BEGIN INFORMATION PROVIDED

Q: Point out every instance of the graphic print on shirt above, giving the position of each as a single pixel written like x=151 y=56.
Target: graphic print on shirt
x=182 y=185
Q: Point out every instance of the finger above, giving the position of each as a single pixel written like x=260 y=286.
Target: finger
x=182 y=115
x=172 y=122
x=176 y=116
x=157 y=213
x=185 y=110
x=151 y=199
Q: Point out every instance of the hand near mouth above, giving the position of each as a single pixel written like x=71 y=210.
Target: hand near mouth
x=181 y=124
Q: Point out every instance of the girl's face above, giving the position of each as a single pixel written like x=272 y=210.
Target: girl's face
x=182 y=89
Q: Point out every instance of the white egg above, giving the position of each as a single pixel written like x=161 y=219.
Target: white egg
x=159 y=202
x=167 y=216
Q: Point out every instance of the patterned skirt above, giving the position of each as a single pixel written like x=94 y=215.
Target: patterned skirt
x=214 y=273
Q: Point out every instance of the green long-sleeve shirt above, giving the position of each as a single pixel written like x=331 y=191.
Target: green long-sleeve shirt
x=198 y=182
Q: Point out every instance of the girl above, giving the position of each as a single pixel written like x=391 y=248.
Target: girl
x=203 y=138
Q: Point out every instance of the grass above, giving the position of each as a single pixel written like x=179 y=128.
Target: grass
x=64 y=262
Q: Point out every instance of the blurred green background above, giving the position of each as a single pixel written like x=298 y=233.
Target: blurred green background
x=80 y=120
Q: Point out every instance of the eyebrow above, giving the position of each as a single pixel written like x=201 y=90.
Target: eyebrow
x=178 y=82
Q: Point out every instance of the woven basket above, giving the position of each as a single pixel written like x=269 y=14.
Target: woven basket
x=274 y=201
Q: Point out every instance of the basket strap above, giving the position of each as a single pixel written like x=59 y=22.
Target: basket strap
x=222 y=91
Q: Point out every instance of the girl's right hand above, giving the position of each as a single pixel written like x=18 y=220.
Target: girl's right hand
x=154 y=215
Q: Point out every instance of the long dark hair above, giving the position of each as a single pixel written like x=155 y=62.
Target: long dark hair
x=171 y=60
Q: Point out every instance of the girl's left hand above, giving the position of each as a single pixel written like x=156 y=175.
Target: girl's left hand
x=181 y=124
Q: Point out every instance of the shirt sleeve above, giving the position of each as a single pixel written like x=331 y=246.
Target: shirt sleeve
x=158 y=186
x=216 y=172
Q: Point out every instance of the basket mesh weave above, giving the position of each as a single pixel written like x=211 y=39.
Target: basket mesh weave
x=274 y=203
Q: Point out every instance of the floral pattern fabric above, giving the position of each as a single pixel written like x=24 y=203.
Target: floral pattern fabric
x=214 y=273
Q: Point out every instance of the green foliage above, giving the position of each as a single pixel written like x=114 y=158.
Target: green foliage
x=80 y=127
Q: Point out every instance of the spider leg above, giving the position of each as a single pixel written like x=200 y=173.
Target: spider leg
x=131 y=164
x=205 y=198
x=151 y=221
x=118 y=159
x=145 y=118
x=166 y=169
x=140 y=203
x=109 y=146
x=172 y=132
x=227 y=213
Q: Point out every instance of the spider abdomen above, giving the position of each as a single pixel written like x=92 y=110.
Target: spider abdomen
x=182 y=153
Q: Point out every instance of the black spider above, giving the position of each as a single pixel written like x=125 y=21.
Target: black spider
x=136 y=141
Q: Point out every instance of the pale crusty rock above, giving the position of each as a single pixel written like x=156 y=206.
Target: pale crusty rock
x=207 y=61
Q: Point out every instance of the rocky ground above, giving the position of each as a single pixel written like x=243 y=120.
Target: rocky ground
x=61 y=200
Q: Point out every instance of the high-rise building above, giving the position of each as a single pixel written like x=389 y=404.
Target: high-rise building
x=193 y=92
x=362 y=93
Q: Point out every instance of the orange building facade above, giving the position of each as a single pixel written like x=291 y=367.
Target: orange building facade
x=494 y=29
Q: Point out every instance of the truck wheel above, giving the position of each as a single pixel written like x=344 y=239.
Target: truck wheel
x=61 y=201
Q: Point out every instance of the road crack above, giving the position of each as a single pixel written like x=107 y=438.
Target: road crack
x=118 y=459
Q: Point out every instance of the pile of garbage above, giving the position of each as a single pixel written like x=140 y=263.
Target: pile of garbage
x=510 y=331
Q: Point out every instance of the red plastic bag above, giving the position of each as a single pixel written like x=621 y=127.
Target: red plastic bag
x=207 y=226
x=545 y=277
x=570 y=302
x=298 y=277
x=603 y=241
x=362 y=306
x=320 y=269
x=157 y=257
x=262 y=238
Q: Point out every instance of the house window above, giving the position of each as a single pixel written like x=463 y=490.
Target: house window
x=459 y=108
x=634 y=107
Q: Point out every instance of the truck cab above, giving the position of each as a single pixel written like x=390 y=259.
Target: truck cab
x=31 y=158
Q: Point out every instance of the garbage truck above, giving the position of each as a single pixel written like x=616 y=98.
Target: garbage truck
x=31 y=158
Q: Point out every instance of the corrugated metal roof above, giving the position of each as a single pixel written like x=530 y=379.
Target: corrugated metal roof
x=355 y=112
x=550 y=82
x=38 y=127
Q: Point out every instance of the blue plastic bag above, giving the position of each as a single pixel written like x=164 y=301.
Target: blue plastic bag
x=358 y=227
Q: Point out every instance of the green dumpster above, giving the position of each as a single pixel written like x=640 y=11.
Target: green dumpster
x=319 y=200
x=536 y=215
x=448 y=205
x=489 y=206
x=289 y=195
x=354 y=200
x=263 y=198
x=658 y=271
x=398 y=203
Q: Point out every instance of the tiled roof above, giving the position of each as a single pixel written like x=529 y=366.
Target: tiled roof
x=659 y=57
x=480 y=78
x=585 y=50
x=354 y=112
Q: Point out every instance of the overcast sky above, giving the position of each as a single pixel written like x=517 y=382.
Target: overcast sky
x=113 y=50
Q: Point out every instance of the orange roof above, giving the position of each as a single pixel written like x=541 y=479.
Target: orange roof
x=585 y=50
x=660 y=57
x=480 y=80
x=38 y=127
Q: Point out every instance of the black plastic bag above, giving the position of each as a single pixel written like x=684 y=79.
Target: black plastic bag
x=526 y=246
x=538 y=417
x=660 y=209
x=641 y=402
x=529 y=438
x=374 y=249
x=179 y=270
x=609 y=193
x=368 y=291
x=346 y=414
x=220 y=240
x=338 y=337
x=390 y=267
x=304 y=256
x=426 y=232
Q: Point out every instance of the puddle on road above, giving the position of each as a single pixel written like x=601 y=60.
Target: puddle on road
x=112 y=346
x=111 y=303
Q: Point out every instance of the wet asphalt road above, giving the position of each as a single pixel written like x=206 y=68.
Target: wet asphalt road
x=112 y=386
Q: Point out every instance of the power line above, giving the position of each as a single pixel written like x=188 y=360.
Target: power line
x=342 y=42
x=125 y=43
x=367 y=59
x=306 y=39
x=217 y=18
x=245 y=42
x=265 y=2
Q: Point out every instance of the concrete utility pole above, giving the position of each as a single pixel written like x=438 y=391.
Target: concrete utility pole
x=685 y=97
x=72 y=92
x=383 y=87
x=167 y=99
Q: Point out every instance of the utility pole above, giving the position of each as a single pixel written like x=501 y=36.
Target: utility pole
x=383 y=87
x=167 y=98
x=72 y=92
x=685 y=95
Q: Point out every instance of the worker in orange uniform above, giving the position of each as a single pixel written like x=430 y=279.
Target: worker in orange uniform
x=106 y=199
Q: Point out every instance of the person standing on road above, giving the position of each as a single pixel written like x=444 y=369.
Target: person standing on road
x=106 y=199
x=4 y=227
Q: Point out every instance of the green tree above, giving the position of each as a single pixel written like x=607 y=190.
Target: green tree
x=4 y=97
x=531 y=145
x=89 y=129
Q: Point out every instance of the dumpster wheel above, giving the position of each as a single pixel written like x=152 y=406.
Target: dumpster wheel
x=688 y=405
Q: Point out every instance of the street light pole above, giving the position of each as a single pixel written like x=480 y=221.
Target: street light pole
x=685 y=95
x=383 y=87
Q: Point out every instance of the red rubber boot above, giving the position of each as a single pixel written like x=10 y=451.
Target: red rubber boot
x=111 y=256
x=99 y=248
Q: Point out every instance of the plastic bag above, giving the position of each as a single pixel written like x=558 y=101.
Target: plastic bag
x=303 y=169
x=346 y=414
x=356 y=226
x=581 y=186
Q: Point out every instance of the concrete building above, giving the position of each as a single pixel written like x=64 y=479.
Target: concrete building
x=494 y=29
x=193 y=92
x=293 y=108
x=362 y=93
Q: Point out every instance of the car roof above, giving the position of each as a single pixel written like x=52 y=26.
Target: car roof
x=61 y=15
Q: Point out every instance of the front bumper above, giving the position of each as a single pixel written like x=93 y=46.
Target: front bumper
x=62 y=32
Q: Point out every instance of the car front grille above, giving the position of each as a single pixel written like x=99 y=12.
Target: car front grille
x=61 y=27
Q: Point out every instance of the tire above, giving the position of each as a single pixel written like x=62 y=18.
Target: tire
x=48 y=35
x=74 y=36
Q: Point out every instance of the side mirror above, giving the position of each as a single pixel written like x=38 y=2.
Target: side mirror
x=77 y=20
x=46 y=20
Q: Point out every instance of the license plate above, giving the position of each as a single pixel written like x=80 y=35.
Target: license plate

END INFORMATION PROVIDED

### [WHAT IS NEEDED]
Reproduce the records above line for line, starting at their first line and stopping after the line that contains "x=182 y=185".

### [TASK ANSWER]
Q: Point out every instance of the graphic print on shirt above, giving the position of each as a single pixel written like x=151 y=56.
Target: graphic print on shirt
x=182 y=185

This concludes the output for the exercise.